### Records shown

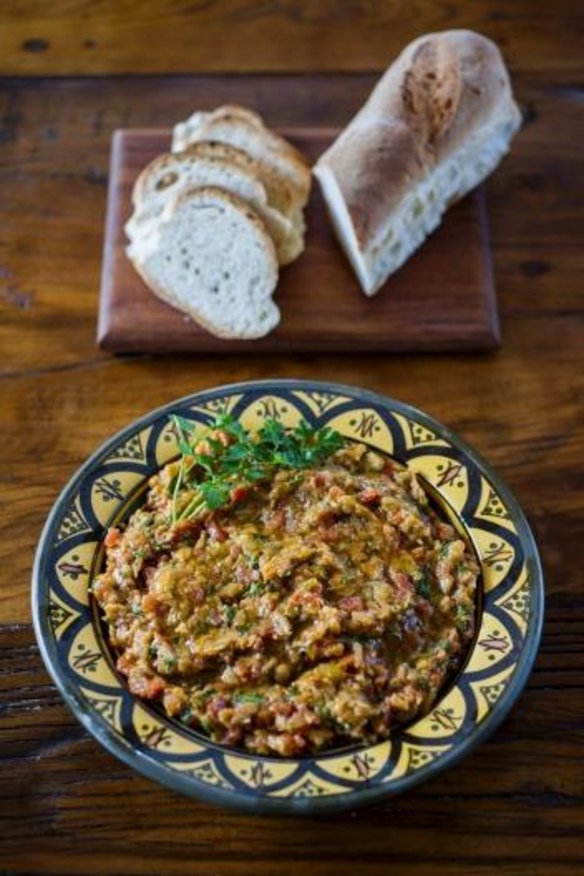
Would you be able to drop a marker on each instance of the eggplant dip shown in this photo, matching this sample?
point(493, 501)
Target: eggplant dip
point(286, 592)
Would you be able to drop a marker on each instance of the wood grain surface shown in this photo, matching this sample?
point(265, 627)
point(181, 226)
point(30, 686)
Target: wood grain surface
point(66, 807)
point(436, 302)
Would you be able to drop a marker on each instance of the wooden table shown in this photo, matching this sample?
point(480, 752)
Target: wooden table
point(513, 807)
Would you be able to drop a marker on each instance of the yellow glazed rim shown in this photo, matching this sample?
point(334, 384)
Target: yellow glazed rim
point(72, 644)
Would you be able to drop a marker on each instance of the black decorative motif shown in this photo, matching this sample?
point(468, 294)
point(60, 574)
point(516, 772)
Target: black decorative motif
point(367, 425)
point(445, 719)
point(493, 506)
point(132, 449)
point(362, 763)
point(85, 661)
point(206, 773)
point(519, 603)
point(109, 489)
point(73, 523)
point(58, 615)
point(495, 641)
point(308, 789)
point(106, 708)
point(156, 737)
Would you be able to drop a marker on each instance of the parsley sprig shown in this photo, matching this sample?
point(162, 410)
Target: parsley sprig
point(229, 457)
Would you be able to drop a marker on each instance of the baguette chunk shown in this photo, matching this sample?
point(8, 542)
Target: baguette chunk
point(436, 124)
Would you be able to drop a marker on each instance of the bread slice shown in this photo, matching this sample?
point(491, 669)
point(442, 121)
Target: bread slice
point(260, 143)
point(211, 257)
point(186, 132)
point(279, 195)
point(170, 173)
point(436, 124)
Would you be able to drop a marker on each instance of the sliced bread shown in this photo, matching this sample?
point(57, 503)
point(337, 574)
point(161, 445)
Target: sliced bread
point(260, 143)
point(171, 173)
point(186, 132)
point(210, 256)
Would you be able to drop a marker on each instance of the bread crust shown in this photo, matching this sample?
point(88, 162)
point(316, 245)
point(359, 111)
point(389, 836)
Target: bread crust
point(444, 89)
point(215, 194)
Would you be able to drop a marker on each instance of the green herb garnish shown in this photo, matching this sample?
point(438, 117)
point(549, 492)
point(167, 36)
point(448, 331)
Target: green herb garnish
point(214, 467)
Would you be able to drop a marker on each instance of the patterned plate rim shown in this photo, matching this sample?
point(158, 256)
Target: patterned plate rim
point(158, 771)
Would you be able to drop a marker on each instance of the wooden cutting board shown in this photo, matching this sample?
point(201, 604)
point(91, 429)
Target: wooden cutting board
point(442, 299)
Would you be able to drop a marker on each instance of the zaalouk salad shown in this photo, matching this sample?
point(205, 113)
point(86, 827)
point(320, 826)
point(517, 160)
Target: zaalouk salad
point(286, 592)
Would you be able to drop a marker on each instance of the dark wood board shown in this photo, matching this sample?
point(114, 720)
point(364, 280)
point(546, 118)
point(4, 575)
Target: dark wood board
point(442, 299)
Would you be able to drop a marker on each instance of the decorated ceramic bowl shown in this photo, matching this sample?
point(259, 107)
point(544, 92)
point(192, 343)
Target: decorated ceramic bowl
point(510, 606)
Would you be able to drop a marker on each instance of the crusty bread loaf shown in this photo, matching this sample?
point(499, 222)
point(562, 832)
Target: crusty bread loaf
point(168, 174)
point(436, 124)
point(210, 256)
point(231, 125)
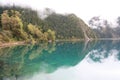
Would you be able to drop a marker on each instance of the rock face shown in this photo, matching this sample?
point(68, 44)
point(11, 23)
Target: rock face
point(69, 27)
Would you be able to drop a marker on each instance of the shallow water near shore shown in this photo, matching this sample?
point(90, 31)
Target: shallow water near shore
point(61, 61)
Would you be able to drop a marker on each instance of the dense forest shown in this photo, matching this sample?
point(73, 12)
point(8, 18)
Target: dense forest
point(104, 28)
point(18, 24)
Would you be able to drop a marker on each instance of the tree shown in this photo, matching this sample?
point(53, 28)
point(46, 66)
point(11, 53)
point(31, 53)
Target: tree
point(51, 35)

### Requirement
Return all the entries word for word, but omit any pictures they contain.

### Written solution
Would you be able to drop a marker on each instance of the eggplant dip shown in this photo, matching this sample?
point(493, 501)
Target: eggplant dip
point(286, 592)
Would you be able to drop a marker on each instance of the wood grain surface shown in this photo, matching this sample?
point(265, 627)
point(181, 226)
point(30, 686)
Target: wood grain surface
point(66, 807)
point(436, 302)
Would you be able to drop a marker on each instance of the wooden table shown in this photo, matching this sample?
point(480, 752)
Target: wooden table
point(513, 807)
Would you be able to drop a marker on each instance of the yellow glazed rim shown in this photo, matching this sample?
point(334, 384)
Target: yellow glazed rim
point(72, 644)
Would you be able to drop a marker on each instance of the black decorative motif shown in this photo, matching this sample?
point(468, 294)
point(60, 574)
point(516, 772)
Target: black decorative motif
point(367, 425)
point(445, 719)
point(493, 506)
point(132, 449)
point(362, 763)
point(85, 661)
point(206, 773)
point(519, 603)
point(109, 489)
point(73, 523)
point(58, 615)
point(495, 641)
point(308, 789)
point(106, 708)
point(156, 737)
Would you be able to drop a marker on each instance of the parsley sprig shown in this photo, matching this sample?
point(162, 410)
Target: parsley sprig
point(229, 457)
Would you be able to drop a marker on each instance of the baguette chunk shown in this photo, matching this sample?
point(8, 542)
Target: baguette chunk
point(436, 124)
Would you be able to drop a marker on each instance of the bread slice shown in this photo, matching this sample?
point(491, 669)
point(442, 121)
Target: bread slice
point(260, 143)
point(211, 257)
point(186, 132)
point(279, 195)
point(170, 173)
point(436, 124)
Would you be able to drop a marker on each instance of the sliced bread shown in this photo, matching this sample?
point(57, 503)
point(337, 574)
point(161, 445)
Target: sliced bread
point(260, 143)
point(171, 173)
point(186, 132)
point(210, 256)
Would you be able to drop a marker on each instance of the bread crust shown in this photo, matching this sample?
point(88, 162)
point(316, 245)
point(359, 111)
point(389, 836)
Target: bread crust
point(444, 89)
point(215, 194)
Would you be able to drop a marker on each instance of the green herb garnish shown in this photo, matching this sample?
point(438, 117)
point(549, 492)
point(167, 36)
point(448, 331)
Target: green herb garnish
point(214, 467)
Would you be able to drop a marker on each instance of the patterned plate rim shown in this photo, matching this sample?
point(158, 256)
Target: patterned plate rim
point(158, 771)
Would you be able to drop a marker on each instance of the wooden cutting board shown in this photo, matching this sample?
point(201, 604)
point(91, 429)
Target: wooden cutting board
point(442, 299)
Would you be able to drop a marker on each instance of the zaalouk salad shown in this photo, matching this sample?
point(205, 113)
point(86, 827)
point(320, 826)
point(517, 160)
Target: zaalouk salad
point(286, 592)
Would you be able to drop a marker on each instance of the dark wood board shown in this photo, matching this sample?
point(114, 720)
point(364, 280)
point(546, 118)
point(4, 575)
Target: dark wood board
point(442, 299)
Would you be able to drop a marker on each instance of the decorated ceramic bowl shown in this photo, matching this sample?
point(259, 107)
point(544, 92)
point(192, 343)
Target: decorated ceramic bowl
point(510, 606)
Would you be able to drop a marker on each instance of the crusty bread loaf shown in this photo, matching this sample?
point(499, 222)
point(562, 832)
Target: crusty bread loaf
point(168, 174)
point(436, 124)
point(210, 256)
point(231, 125)
Would you be able to drop a marker on each instance of the rock face shown in this photo, matching this sample?
point(68, 44)
point(11, 23)
Target: rock face
point(69, 27)
Would you be able to drop a marker on each instance of the shallow water near shore shown in this photo, matching this sample?
point(90, 31)
Target: shallow water near shore
point(61, 61)
Would you be able to drop a marker on each instance of the dense forest shown in this photo, matching this sample?
point(73, 12)
point(8, 18)
Target: dense forest
point(104, 28)
point(18, 24)
Would you be able to drop a marker on each instance of the tree shown in this photo, matching this sample?
point(53, 28)
point(46, 66)
point(11, 53)
point(31, 53)
Target: tree
point(51, 35)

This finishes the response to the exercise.